Locate each line in the data below that contains the string "hakama", treating uppercase and lowercase as different, and copy those lines out.

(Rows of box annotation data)
┄┄┄┄┄┄

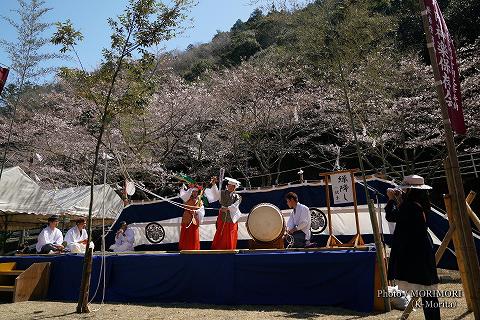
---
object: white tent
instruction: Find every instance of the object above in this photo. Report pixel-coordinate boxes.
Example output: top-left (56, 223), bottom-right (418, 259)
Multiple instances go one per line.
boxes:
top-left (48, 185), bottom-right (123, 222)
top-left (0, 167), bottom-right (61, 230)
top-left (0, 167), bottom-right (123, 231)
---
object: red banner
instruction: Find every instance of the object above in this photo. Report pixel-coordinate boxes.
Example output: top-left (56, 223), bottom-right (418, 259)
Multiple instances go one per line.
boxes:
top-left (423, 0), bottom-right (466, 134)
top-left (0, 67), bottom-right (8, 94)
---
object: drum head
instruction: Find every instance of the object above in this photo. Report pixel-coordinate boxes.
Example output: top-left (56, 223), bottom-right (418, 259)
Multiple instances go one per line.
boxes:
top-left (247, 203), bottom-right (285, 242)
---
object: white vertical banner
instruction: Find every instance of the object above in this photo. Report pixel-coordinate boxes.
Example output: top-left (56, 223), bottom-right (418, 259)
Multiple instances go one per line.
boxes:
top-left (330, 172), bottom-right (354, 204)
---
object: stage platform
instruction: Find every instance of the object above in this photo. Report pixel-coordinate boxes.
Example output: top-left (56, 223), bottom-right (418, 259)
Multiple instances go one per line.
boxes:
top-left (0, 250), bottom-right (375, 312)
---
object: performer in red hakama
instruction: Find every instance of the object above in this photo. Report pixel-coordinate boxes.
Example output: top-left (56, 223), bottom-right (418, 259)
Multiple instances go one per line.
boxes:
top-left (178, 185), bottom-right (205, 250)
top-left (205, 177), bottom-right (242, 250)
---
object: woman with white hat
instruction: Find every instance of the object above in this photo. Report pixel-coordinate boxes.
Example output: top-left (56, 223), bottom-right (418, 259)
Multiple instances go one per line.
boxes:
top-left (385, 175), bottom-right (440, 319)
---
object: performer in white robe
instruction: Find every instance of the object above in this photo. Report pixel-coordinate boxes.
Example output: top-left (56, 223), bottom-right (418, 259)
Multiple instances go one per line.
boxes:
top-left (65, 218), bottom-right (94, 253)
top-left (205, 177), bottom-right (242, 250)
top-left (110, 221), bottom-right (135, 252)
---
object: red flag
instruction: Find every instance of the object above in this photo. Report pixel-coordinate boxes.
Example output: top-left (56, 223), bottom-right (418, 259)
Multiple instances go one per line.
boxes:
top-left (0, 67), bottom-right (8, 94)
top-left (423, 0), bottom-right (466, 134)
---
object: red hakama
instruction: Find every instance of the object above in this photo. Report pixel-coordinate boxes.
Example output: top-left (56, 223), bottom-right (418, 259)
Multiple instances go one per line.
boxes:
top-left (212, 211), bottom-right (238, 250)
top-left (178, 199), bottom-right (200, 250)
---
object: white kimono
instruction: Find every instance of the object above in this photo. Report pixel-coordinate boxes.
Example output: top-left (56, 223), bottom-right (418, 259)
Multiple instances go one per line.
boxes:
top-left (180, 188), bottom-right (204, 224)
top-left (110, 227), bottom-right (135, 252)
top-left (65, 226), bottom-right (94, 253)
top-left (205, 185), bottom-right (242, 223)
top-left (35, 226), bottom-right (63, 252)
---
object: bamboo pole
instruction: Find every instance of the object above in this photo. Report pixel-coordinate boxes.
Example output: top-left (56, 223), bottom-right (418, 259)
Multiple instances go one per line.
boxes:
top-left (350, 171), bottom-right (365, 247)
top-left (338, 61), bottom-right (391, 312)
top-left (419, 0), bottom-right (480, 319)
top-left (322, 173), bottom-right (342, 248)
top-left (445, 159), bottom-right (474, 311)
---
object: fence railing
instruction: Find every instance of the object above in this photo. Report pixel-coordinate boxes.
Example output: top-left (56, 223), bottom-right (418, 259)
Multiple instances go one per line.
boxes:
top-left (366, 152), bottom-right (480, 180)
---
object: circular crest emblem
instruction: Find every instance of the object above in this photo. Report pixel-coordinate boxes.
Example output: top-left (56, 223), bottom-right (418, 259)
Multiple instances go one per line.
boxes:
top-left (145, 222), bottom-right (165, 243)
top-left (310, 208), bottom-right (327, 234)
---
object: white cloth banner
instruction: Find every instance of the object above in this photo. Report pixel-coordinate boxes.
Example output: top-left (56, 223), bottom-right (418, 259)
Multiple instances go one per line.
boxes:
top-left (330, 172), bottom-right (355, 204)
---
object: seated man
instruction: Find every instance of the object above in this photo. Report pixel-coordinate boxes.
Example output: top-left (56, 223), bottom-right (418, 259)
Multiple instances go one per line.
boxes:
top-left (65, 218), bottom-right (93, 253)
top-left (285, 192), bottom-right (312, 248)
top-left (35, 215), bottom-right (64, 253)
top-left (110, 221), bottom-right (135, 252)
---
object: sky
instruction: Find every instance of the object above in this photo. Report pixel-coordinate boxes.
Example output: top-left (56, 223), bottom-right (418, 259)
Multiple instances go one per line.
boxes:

┄┄┄┄┄┄

* _SOLUTION TO THIS EXERCISE_
object: performer in red hakama
object: red hakama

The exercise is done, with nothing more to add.